** START OF QUOTED PASSAGE **

Four of the six defendants charged by the Federal Trade Commission with using deceptive tactics to lure consumers into making substantial investments for modeling and acting training by promising glamorous jobs in the movies and on the runway have agreed to write off approximately $3 million in payments owed by consumers. In addition, the settlement bans the defendants from using so-called "screen tests" to sell any product or service, and requires them to pay between $60,000 to $80,000 in monetary judgments. As of the date the settlement was entered, the defendants had ceased marketing their training classes. The settlement requires the defendants to post a $500,000 bond before they ever sell modeling or acting classes again.
In May 1999, the FTC charged Model 1, Inc., and its president, Jason Hoffman; Creative Talent Management, Inc. and its president, Ralph Edward Bell; and The Erickson Agency, Inc., and its president, Patricia Erickson, with misrepresenting their ability to get lucrative jobs for consumers who contracted for their modeling and acting courses. The Commission's complaint also alleged that the defendants misrepresented themselves as highly selective in scouting, screening and reviewing consumers for marketability as models or actors. Finally, the FTC alleged that, to further boost the consumer's interest, the defendants falsely claimed that their principal source of income was commissions they received on the fees paid for modeling and acting jobs they procure for consumers. Today's settlement is with Model 1, Inc., Jason Hoffman; Creative Talent Management, Inc. (CTM) and Ralph Edward Bell. Charges against The Erickson Agency and Patricia Erickson are still pending.
Under the terms of the settlement, the defendants are banned from advertising, marketing, promoting or offering screen tests, casting calls or auditions, when these activities are being offered in connection with the sale of any product or service. Under a separate settlement of contempt charges, Model 1 and CTM are required to offer refunds to consumers who contracted with them on or after June 1, 1999 and who were recruited via the screen test ruse. The total amount of screen test refunds is expected to be approximately $200,000.
Under the settlement, the corporate defendants are prohibited from collecting outstanding payments -- totaling approximately $3 million -- against consumers who contracted for training but who did not attend any classes. Ralph Bell will be required to pay between $50,000 and $70,000 and Jason Hoffman will be required to pay $10,000. The Commission relied upon financial statements submitted by the defendants in negotiating this monetary relief.
In addition, the settlement prohibits the defendants from falsely representing that:
- they are selective in scouting, screening and reviewing consumers for marketability as models or actors;
- consumers are likely to obtain substantial paid employment as models or actors through the defendants' efforts;
- their principal source of income is commissions on the fees paid to their models and actors by clients;
- individual talent scouts, Vice Presidents, sales personnel or other agents have industry expertise to assess consumers' marketability as models or actors; and,
- any person or entity has hired talent trained by the defendants.
Further, the defendants are prohibited from misrepresenting the availability of specific modeling assignments or that a screen test or audition is likely to lead to modeling or acting employment.

** END OF QUOTED PASSAGE **

SET OF TASKS:
1. In the announcement about the FTC settlement, condense the paragraph beginning "Under the settlement, the corporate defendants" into a short bulleted list that keeps its main facts.
2. Write the next part of the announcement about the FTC settlement with the modeling and acting training companies, picking up after its final sentence.

** START OF DATASET ENTRIES **

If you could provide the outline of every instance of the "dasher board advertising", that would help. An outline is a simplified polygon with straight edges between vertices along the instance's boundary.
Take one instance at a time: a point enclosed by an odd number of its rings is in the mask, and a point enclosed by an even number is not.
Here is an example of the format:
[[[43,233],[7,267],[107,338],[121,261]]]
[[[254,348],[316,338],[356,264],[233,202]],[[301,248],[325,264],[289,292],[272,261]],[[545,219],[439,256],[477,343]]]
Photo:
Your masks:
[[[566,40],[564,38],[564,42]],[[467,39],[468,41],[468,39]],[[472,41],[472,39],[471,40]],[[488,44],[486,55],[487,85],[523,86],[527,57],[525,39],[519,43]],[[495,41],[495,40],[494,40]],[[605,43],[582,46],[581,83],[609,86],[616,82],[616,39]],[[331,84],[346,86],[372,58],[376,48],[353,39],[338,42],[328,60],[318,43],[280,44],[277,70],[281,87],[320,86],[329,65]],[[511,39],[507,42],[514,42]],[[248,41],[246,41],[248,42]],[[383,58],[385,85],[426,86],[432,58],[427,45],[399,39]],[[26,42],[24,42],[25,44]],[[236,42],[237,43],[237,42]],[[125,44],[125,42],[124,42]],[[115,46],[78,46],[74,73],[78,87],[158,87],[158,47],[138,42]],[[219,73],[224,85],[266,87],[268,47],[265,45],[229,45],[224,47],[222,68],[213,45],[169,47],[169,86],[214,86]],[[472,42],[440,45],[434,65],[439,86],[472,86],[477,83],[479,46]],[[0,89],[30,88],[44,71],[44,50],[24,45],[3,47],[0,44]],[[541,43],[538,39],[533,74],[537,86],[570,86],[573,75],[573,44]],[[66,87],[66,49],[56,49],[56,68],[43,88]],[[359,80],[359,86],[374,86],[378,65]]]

** END OF DATASET ENTRIES **

ANSWERS BELOW:
1.
- The corporate defendants may not collect about $3 million in outstanding payments from consumers who contracted for training but did not attend any classes.
- Ralph Bell must pay between $50,000 and $70,000.
- Jason Hoffman must pay $10,000.
- The Commission negotiated this monetary relief based on financial statements the defendants submitted.

2.
The settlement further prohibits the defendants from ever again engaging, participating or assisting others in any manner or capacity whatsoever in selling training classes for models or actors unless they first post a $500,000 surety bond. In addition, should the defendants reenter the business of selling training classes for models and actors, they must provide consumers, during each initial face-to-face contact, with a notice advising that defendants sell training courses for aspiring models and actors and that training is required for most nonprofessionals that Model 1 serves. This notice also must set forth the range of training costs, the fact that defendants' talent scouts may not have industry expertise to assess consumers' marketability as models or actors, that there are no guarantees of employment or earnings for Model 1 trainees, and that it is unlikely that consumers will receive substantial paid employment as a model or actor in the Washington, D.C. market.
The settlement also contains various record keeping requirements to assist the Commission in monitoring the defendants' compliance.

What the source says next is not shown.